In memoria di Janusz Korczak
Il 5 agosto del 1942, Janusz Korczak (psedudonimo di Henryk Goldszmit), il grande medico, scrittore e pedagogo, direttore dell’orfanotrofio ebraico di Varsavia, scelse di seguire i 300 bambini, affidati alle sue cure, nella marcia verso la morte a cui furono costretti dai loro aguzzini tedeschi. A tale evento, cinque giorni dopo (quindi, il 10 agosto, di cui oggi cade la ricorrenza), dedicò la seguente poesia Władisław Szlengel (recentemente pubblicata, in traduzione italiana, a cura di Laura Quercioli Mincer, nella silloge: Cosa leggevo ai morti. Poesie e prose del ghetto di Varsavia, editore Sipintegrazioni), cantore della tragedia del ghetto, ove trovò anch’egli la morte, l’8 maggio del 1943, durante l’insurrezione.
Janus Korczak oggi ho veduto,/ nell’ultima marcia, andare coi bambini,/e i bambini avevano vestiti puliti,/ come andassero di domenica al giardino.
Avevano grembiulini puliti, da festa,/ che ora potranno sporcare,/ a file di cinque va all’Orfanotrofio,/ per la città-giungla di gente braccata.
La città aveva il viso atterrito,/ un gigante bizzarro, nudo e stracciato,/ finestre vuote guardavano la strada, /come orbite di sguardo private.
A volte un urlo, come un uccello smarrito,/ suonava a martello per la morte insensata,/ trainati sui risciò giravano apatici/ del nostro ghetto i signori e padroni.
Scalpiccio a volte, calpestio, poi silenzio,/ qualcuno parlava camminando di fretta,/ atterrita e silenziosa, in preghiera/ in via Leszno si innalzava la chiesa.
In fila per cinque marciavano calmi i bambini,/ erano orfani, nessuno accorreva per riportarli a casa,/ nessuno infilava una mancia/ in mano ai colleghi dalle divise blu scuro.
Sulla Umschlagplatz nessuno interveniva,/ nell’orecchio di Szmerling nessuno alitava,/ nessuno gli orologi di famiglia raccoglieva/ come compenso al lèttone ubriaco.
Janus Korczac guidava la marcia/ a testa nuda, gli occhi senza paura,/ a una sua tasca si aggrappava un bambino,/ in braccio portava lui due piccolini.

● Compito assegnato:
Risponda brevemente alle domande seguenti sul testo dedicato a Janusz Korczak.
1. Quanti bambini erano affidati alle cure di Korczak?
2. In quale via si innalzava la chiesa menzionata nella poesia?
3. In quale data morì Władisław Szlengel?

● Dati da esaminare:

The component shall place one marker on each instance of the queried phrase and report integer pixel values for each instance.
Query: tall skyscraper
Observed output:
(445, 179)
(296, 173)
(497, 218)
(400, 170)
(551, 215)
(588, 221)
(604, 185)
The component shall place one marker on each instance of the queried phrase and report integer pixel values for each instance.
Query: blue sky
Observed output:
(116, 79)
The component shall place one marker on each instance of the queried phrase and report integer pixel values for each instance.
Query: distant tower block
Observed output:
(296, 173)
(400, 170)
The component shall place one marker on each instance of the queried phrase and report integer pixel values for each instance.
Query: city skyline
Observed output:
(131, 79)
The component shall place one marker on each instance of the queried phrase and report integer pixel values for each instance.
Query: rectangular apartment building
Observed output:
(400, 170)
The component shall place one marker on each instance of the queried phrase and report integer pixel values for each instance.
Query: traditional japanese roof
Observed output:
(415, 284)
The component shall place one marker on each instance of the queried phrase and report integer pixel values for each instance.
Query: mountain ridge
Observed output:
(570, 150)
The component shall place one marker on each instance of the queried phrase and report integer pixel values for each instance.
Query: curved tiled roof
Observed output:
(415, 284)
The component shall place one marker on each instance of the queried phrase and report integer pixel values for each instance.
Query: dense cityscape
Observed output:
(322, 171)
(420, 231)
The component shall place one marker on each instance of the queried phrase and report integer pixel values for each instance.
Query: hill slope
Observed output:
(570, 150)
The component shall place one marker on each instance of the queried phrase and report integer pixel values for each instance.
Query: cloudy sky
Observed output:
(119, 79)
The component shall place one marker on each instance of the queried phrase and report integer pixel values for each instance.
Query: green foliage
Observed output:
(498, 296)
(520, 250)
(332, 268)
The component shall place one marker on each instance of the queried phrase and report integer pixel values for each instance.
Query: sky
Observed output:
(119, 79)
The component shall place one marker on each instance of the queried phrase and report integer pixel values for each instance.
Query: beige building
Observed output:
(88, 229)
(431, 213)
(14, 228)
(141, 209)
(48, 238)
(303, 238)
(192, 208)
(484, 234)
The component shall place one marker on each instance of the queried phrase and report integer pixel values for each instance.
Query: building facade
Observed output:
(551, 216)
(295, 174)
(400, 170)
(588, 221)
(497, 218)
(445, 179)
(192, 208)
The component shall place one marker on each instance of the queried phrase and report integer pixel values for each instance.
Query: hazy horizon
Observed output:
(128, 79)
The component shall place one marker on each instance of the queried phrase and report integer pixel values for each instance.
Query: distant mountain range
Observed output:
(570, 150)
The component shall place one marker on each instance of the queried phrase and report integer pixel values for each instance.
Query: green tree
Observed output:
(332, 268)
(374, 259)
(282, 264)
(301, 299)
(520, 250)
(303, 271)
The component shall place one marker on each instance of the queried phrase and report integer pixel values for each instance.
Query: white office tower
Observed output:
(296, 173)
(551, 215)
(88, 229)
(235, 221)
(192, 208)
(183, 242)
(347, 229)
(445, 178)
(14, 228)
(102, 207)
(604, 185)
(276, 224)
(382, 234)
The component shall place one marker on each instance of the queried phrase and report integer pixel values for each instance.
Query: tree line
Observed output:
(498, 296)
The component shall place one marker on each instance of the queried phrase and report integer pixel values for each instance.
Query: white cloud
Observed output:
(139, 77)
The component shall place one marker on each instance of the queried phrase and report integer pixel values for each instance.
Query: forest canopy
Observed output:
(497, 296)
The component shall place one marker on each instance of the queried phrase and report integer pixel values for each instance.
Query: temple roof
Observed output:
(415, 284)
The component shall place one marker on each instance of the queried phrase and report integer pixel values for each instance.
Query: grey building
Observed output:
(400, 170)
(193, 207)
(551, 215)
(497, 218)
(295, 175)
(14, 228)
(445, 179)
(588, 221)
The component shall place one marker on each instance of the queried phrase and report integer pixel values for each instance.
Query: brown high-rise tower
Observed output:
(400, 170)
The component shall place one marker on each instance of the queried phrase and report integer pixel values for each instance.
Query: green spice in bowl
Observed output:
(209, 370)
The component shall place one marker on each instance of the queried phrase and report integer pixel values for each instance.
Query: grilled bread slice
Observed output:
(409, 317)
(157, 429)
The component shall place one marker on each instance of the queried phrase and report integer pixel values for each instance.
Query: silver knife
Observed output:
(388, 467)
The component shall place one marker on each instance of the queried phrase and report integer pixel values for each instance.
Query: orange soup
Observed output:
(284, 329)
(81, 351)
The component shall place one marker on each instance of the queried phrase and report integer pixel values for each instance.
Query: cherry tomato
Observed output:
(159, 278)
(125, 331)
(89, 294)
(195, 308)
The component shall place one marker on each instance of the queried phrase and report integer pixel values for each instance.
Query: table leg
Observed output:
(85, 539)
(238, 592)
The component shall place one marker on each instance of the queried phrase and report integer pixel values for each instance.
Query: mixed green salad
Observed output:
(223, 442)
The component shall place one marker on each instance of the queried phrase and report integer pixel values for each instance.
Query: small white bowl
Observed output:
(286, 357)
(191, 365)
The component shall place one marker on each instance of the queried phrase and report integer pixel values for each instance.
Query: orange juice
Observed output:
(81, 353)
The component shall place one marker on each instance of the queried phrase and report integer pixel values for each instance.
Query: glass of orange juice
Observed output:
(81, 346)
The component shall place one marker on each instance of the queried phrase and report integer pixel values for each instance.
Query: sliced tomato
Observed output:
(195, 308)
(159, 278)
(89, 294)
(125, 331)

● Risultato dell'esercizio:
1. 300 bambini.
2. In via Leszno.
3. L'8 maggio 1943.